* _Aim_
Reproduce the items below verbatim, from the line with "Where can the pink" to the line with "<point>101,163</point>", including both of those lines.

* _Stored data_

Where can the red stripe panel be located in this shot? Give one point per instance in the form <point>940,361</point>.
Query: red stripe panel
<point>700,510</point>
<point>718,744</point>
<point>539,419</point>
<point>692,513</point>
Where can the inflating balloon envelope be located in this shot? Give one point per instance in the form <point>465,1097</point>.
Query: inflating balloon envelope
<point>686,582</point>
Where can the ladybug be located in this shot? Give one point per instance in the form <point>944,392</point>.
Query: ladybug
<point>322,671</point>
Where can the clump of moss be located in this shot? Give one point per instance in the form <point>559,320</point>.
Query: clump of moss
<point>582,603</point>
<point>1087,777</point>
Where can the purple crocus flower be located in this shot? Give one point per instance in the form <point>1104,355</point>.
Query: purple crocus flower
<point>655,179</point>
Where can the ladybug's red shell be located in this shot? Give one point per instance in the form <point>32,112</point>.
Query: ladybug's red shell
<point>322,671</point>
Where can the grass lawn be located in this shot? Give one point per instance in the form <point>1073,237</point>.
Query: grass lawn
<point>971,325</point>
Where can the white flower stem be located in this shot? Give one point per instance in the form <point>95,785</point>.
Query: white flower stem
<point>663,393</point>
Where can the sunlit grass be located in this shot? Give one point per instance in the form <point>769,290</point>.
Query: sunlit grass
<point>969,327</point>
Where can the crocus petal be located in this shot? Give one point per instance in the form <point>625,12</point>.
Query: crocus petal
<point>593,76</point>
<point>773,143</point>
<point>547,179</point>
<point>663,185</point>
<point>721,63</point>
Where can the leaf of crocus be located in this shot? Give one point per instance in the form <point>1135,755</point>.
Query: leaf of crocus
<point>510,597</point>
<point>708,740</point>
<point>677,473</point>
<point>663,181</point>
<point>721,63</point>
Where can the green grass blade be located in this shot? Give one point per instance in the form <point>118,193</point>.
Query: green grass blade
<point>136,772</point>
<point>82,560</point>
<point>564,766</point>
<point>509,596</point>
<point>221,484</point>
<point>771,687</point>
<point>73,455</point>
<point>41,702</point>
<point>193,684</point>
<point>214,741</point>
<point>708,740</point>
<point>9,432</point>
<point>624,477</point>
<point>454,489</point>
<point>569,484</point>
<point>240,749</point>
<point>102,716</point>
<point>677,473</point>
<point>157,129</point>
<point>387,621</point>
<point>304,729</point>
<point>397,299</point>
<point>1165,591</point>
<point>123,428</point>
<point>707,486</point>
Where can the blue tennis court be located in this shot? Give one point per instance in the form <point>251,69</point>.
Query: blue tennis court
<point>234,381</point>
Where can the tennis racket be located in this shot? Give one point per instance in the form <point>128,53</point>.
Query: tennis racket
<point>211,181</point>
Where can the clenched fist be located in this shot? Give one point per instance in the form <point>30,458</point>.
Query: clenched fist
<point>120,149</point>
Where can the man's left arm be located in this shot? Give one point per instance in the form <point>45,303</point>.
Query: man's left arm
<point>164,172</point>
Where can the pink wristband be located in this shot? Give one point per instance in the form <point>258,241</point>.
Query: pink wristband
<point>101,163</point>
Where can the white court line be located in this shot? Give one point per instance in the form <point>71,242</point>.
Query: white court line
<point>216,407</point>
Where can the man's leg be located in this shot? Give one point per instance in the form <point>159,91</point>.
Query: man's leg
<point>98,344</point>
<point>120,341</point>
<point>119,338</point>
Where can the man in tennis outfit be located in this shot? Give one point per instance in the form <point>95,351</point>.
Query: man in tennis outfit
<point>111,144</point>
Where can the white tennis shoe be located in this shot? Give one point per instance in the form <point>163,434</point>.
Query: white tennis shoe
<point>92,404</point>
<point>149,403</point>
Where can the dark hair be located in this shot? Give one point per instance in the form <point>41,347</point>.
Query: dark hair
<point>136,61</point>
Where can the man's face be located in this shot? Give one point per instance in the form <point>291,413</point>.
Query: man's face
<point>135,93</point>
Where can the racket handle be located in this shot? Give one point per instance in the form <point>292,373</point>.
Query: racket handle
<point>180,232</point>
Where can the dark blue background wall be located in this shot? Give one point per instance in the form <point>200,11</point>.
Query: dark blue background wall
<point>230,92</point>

* _The result_
Where can the pink wristband be located in this shot? Give one point per instance in the form <point>258,241</point>.
Query: pink wristband
<point>101,163</point>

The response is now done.